** Provided text follows **

= Electronic health records in England =

In 2005 the National Health Service (NHS) in the United Kingdom began deployment of electronic health record systems in NHS Trusts. The goal was to have all patients with a centralized electronic health record by 2010. Lorenzo patient record systems were adopted in a number of NHS trusts. While many hospitals acquired electronic patient records systems in this process, there was no national healthcare information exchange. Ultimately, the program was dismantled after a cost to the UK taxpayer was over $24 billion (£12 billion), and is considered one of the most expensive healthcare IT failures.

In November 2013 NHS England launched a clinical digital maturity index to measure the digital maturity of NHS providers but 40% of NHS managers surveyed by the Health Service Journal did not know their ranking, and the same proportion said improving their ranking was of low or very low priority. in 2022 the 211 trusts progress was assessed. 43 trusts had an EPR meeting NHSE's required standard, 138 had an EPR requiring "extension/optimisation" and 30 trusts did not have an EPR. Of those 30, 23 were procuring or developing plans to procure new EPRs and 7 were in the process of rolling out record systems.

Electronic palliative care coordination systems have been developed by Marie Curie Cancer Care and the Royal College of General Practitioners which mean that terminally ill patients no longer have to explain their circumstances afresh to every new professional they meet and are less likely to be inappropriately taken to hospital.

== Personalised Health and Care 2020 ==
The publication of Personalised Health and Care 2020 by the Department of Health elaborated a new attempt to integrate patient records. Its stated ambition was that every citizen would be able securely to access their health records online by 2018 and make real time data available to paramedics, doctors and nurses. A real time record across health and social care is seen as the key to the provision of integrated care.

== Hospital systems ==
Transferring hospital records to electronic systems has generally been much slower and more difficult than in primary care, apart from clinical imaging, which has been largely electronic for several years. In 2019 only 10% of NHS trusts claimed to be fully digitised. The NHS Long Term Plan requires all hospitals to move to digital records by 2023, so clinicians can access and interact with patient records and care plans wherever they are. As of 2019, 62% of trusts have plans to digitise all their patient records.

** End of Provided text **
** Material shown follows **

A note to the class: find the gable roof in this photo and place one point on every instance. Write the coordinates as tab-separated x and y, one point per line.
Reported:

** End of Material shown **
** Material shown follows **

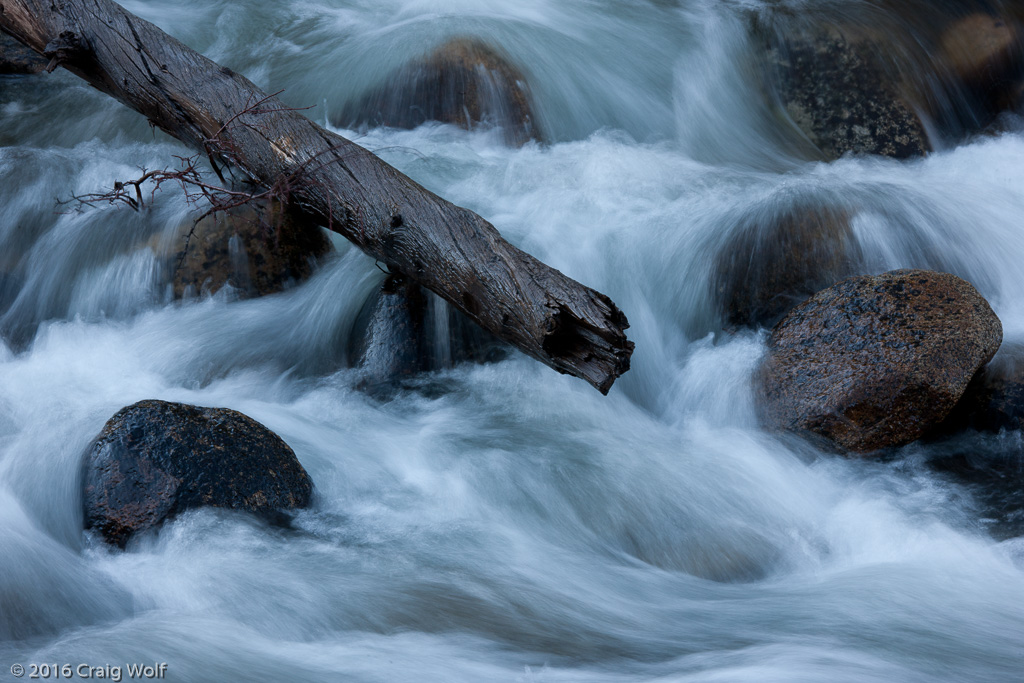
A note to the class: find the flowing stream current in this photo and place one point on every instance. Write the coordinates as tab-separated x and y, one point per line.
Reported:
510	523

** End of Material shown **

Check your understanding:
1. Reproduce the passage of the health records text that starts at the words "In 2005 the" and ends after the words "healthcare IT failures.".
2. Does the health records text support each statement below? Answer yes or no for each, quoting the words that decide it.
(a) The goal set in 2005 was for all patients to have a centralized electronic health record by 2010.
(b) In 2022, 30 trusts had an EPR meeting NHSE's required standard.
(c) Clinical imaging in hospitals has been largely electronic for several years.
Answer using only the health records text.

Responses to the tasks:
1.
In 2005 the National Health Service (NHS) in the United Kingdom began deployment of electronic health record systems in NHS Trusts. The goal was to have all patients with a centralized electronic health record by 2010. Lorenzo patient record systems were adopted in a number of NHS trusts. While many hospitals acquired electronic patient records systems in this process, there was no national healthcare information exchange. Ultimately, the program was dismantled after a cost to the UK taxpayer was over $24 billion (£12 billion), and is considered one of the most expensive healthcare IT failures.

2.
(a) Yes: "The goal was to have all patients with a centralized electronic health record by 2010."
(b) No: "43 trusts had an EPR meeting NHSE's required standard"
(c) Yes: "apart from clinical imaging, which has been largely electronic for several years."